__What you should do__: Find every line in the entries below that contains the string "bounding" and copy each of those lines in full. Match case exactly.

__Given entries__:

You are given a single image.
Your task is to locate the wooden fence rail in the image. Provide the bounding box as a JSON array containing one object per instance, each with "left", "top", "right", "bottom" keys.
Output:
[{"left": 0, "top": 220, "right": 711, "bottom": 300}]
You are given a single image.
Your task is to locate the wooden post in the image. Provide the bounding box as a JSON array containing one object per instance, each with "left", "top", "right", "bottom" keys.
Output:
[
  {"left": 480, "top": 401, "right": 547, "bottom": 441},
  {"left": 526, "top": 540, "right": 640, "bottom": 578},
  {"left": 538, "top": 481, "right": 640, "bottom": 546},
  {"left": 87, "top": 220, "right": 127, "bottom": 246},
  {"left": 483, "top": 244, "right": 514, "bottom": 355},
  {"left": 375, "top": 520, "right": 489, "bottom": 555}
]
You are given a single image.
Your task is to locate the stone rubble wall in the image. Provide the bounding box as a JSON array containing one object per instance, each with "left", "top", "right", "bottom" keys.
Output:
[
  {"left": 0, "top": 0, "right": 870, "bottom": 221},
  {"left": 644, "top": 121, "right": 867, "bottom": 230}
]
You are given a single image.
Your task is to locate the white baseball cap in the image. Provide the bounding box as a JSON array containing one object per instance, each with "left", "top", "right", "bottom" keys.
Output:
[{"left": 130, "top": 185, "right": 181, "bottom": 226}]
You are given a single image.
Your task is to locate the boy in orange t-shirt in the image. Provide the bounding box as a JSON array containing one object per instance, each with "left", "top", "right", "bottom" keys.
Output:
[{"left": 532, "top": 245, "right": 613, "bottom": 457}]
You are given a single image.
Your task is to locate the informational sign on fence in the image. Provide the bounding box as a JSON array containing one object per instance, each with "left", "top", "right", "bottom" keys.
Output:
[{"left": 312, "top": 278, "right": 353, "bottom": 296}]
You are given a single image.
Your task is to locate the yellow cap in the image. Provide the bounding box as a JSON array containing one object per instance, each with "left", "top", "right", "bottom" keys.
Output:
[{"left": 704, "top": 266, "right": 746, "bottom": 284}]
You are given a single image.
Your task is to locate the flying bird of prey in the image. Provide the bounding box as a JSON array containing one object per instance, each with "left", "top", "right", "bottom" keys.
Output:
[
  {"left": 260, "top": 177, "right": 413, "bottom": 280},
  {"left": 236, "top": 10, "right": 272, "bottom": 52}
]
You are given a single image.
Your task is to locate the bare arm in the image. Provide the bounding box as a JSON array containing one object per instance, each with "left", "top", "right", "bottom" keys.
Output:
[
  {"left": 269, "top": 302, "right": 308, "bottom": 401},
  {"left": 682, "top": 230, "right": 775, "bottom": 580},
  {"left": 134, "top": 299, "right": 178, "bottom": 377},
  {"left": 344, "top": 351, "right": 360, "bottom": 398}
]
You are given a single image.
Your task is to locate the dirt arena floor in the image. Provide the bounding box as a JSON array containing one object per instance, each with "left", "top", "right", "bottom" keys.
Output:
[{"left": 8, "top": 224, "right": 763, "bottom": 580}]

__Exercise response__:
Your task is to locate the wooden fence rail in the image. Provide the bounding box as a JSON array containing one object per instance, each with "left", "top", "right", "bottom" keys.
Your task is to locate the wooden post in the image. Provide the bounding box as a JSON array containing one object per instance, each with "left", "top", "right", "bottom" keys.
Your task is to locate the stone rubble wall in the image. Provide the bounding box as a JSON array containing one object per instance, each with "left", "top", "right", "bottom" keys.
Your task is to locate the white baseball cap in the image. Provide the bounding box as a JSON array containing one object per instance, each with "left", "top", "right", "bottom" keys.
Your task is to locate the boy in orange t-shirt in the image. Provide the bounding box as a JSON array containing one object per instance, each with "left", "top", "right", "bottom" keys.
Your task is to locate the informational sign on fence in the image. Provide the bounding box as a JSON array containing one object per instance, each with "left", "top", "right", "bottom" keys.
Your task is to locate the yellow cap in the image. Provide the bounding box as a JSON array containing one object per instance, each with "left", "top", "right", "bottom" keys.
Your task is to locate the flying bird of prey in the image. Provide the bounding box as a JSON array containing one object per instance, each with "left", "top", "right", "bottom" keys.
Your task is to locate the bare arm in the image. Provide the bounding box as a JSON array containing one object per instance, each with "left", "top", "right", "bottom" keys.
Your task is to locate the dirt arena floor in the image. Provide the bounding box as a JSON array containing one object per instance, each with "left", "top", "right", "bottom" keys.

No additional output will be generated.